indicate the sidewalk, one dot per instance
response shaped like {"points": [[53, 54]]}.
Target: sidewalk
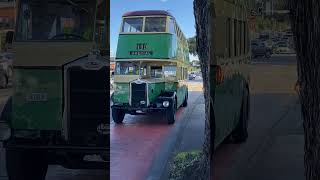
{"points": [[280, 156]]}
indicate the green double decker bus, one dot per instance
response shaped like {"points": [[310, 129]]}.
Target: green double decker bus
{"points": [[151, 66], [229, 70]]}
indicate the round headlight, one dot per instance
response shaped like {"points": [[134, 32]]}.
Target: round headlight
{"points": [[165, 103]]}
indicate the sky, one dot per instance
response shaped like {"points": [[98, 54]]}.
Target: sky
{"points": [[182, 10]]}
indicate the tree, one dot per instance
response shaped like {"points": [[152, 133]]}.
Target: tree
{"points": [[192, 46], [304, 15]]}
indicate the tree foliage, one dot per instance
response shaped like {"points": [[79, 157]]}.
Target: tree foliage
{"points": [[304, 15], [192, 45]]}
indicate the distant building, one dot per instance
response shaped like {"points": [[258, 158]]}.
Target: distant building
{"points": [[7, 14]]}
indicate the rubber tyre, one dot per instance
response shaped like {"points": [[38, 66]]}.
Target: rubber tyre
{"points": [[170, 113], [118, 115], [26, 164], [3, 81], [240, 133], [185, 102]]}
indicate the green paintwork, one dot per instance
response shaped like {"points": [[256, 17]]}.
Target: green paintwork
{"points": [[162, 46], [121, 93], [42, 115]]}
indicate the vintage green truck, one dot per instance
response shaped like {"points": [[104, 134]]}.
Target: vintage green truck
{"points": [[58, 112]]}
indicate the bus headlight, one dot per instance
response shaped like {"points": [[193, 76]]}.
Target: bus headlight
{"points": [[165, 104], [5, 131]]}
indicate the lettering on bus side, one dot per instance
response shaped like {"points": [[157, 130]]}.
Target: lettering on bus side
{"points": [[140, 50]]}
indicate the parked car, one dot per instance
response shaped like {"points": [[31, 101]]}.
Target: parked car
{"points": [[5, 69], [259, 49], [283, 48]]}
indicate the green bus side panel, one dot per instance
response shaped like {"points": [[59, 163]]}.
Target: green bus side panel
{"points": [[121, 93], [44, 114], [157, 46]]}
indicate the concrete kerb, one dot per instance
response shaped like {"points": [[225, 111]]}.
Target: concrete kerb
{"points": [[166, 152]]}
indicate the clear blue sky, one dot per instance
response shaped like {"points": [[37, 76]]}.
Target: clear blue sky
{"points": [[182, 10]]}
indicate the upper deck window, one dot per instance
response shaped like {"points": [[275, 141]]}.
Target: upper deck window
{"points": [[132, 25], [155, 24]]}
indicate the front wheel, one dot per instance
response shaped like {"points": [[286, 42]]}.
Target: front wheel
{"points": [[117, 115], [185, 102], [240, 134], [26, 164], [3, 81]]}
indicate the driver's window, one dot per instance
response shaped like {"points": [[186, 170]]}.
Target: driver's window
{"points": [[156, 71]]}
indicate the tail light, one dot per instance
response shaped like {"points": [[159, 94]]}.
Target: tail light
{"points": [[219, 74]]}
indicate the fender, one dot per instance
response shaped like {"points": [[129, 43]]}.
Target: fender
{"points": [[166, 96]]}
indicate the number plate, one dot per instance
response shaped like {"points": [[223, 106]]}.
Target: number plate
{"points": [[36, 97]]}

* **TASK INSTRUCTIONS**
Transcribe everything from the line containing "indicate the number" down to the final line, both ends included.

* **RESULT**
indicate the number plate, one dot per instance
response shaped like {"points": [[223, 106]]}.
Target: number plate
{"points": [[36, 97]]}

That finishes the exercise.